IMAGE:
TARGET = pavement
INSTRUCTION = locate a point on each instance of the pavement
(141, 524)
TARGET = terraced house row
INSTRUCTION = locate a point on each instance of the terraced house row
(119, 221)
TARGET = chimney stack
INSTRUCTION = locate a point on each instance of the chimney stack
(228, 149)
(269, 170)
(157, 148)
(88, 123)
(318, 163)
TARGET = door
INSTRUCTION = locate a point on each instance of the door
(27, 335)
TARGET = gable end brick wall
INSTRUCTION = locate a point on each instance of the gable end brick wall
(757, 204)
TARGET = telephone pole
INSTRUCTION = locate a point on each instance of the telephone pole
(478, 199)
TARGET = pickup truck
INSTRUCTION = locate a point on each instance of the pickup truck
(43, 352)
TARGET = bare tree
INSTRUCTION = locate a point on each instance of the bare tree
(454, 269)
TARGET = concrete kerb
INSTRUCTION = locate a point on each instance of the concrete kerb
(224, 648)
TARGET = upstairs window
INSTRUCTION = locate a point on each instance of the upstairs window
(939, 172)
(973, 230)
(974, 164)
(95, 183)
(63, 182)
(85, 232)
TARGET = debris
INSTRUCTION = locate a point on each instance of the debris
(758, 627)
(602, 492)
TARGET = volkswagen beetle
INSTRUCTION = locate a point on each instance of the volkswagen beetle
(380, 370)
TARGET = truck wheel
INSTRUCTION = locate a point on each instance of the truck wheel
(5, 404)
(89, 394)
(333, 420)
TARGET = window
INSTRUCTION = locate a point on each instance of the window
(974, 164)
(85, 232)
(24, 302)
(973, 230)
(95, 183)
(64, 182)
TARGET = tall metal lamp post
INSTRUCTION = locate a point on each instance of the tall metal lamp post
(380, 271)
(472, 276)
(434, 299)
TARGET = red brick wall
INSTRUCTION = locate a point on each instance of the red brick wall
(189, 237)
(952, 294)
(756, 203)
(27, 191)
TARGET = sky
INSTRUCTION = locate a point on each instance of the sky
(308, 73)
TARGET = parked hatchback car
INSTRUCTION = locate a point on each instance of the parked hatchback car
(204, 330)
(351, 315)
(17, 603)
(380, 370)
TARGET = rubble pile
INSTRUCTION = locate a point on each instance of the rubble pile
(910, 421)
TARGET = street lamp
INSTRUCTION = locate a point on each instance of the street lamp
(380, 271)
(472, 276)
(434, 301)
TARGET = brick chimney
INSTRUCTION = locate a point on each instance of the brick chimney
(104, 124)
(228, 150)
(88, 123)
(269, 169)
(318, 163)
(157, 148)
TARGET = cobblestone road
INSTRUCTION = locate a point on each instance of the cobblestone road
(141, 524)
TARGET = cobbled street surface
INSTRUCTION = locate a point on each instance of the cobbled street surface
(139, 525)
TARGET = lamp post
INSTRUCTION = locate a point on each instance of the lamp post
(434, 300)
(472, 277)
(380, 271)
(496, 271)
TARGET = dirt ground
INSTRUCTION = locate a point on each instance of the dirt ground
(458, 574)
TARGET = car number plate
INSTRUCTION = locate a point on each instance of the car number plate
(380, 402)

————

### Given exercise
Print all of the data above again, line for line, without changing anything.

### Exercise result
IMAGE:
TARGET = pavement
INSTRUCTION = locate a point on each instance of the pavement
(141, 524)
TARGET = terraced house row
INSTRUCTION = locate a point on each instance of the terraced house row
(119, 221)
TARGET = chimney stack
INSTRUCTION = locate a point on each instance of the chimney stack
(228, 149)
(269, 170)
(157, 148)
(88, 123)
(318, 163)
TARGET = door
INSTRUCTION = locate a point on each instance of the door
(27, 335)
TARGET = gable end brick wall
INSTRUCTION = locate a point on each instance of the gable end brick wall
(757, 204)
TARGET = telephone pole
INSTRUCTION = locate a point on each instance of the telephone pole
(478, 199)
TARGET = pickup truck
INSTRUCTION = locate a point on each instance of the pickup truck
(43, 352)
TARGET = bare tree
INSTRUCTION = locate a point on each instance of the bare tree
(454, 269)
TARGET = concrete kerb
INSTRUCTION = locate a point on each instance of the concrete kerb
(224, 648)
TARGET = upstairs window
INSTRUCTION = locate a point on each instance of the upstairs window
(939, 172)
(973, 230)
(974, 164)
(95, 183)
(63, 182)
(85, 232)
TARGET = debris
INSTRUCTION = locate a point on each instance of the debris
(758, 627)
(602, 492)
TARGET = volkswagen beetle
INSTRUCTION = locate a point on each instance of the volkswagen beetle
(380, 370)
TARGET = truck wheel
INSTRUCTION = locate a point on each instance of the truck wheel
(5, 404)
(89, 394)
(333, 420)
TARGET = window
INSTRUCTION = locate a point on each instance of the window
(974, 164)
(85, 232)
(24, 302)
(973, 230)
(95, 183)
(64, 182)
TARGET = tall metal lamp post
INSTRUCTION = locate a point on each instance of the tall metal lamp post
(380, 271)
(472, 276)
(434, 299)
TARGET = red brick wall
INSTRUCTION = locate a point on each instance of the red brick wall
(189, 237)
(952, 294)
(756, 203)
(27, 191)
TARGET = sky
INSTRUCTION = locate a point on each instance of the sky
(308, 73)
TARGET = parked hatchback car
INSTRUCTION = locate a point on each instance of the parked hatchback car
(204, 330)
(351, 315)
(17, 603)
(380, 370)
TARGET = rubble pile
INSTRUCTION = locate a point on each instance of the rubble pile
(910, 421)
TARGET = street lamp
INSTRUCTION = locate a point on each instance of the street lamp
(380, 271)
(472, 276)
(434, 301)
TARGET = brick chimney
INSTRUCTION = locate a point on each instance of the brick chimney
(104, 124)
(228, 150)
(88, 123)
(269, 169)
(318, 163)
(157, 148)
TARGET = cobblestone road
INSTRUCTION = locate a point on each instance of the cobblestone road
(141, 524)
TARGET = cobbled street surface
INSTRUCTION = locate a point on each instance of the cobbled street surface
(139, 525)
TARGET = lamp post
INSTRUCTION = locate a point on each instance of the lamp post
(434, 300)
(472, 277)
(380, 271)
(496, 271)
TARGET = dirt ground
INSTRUCTION = locate a point on each instance of the dirt ground
(458, 574)
TARGET = car number plate
INSTRUCTION = locate a point on each instance of the car number plate
(380, 402)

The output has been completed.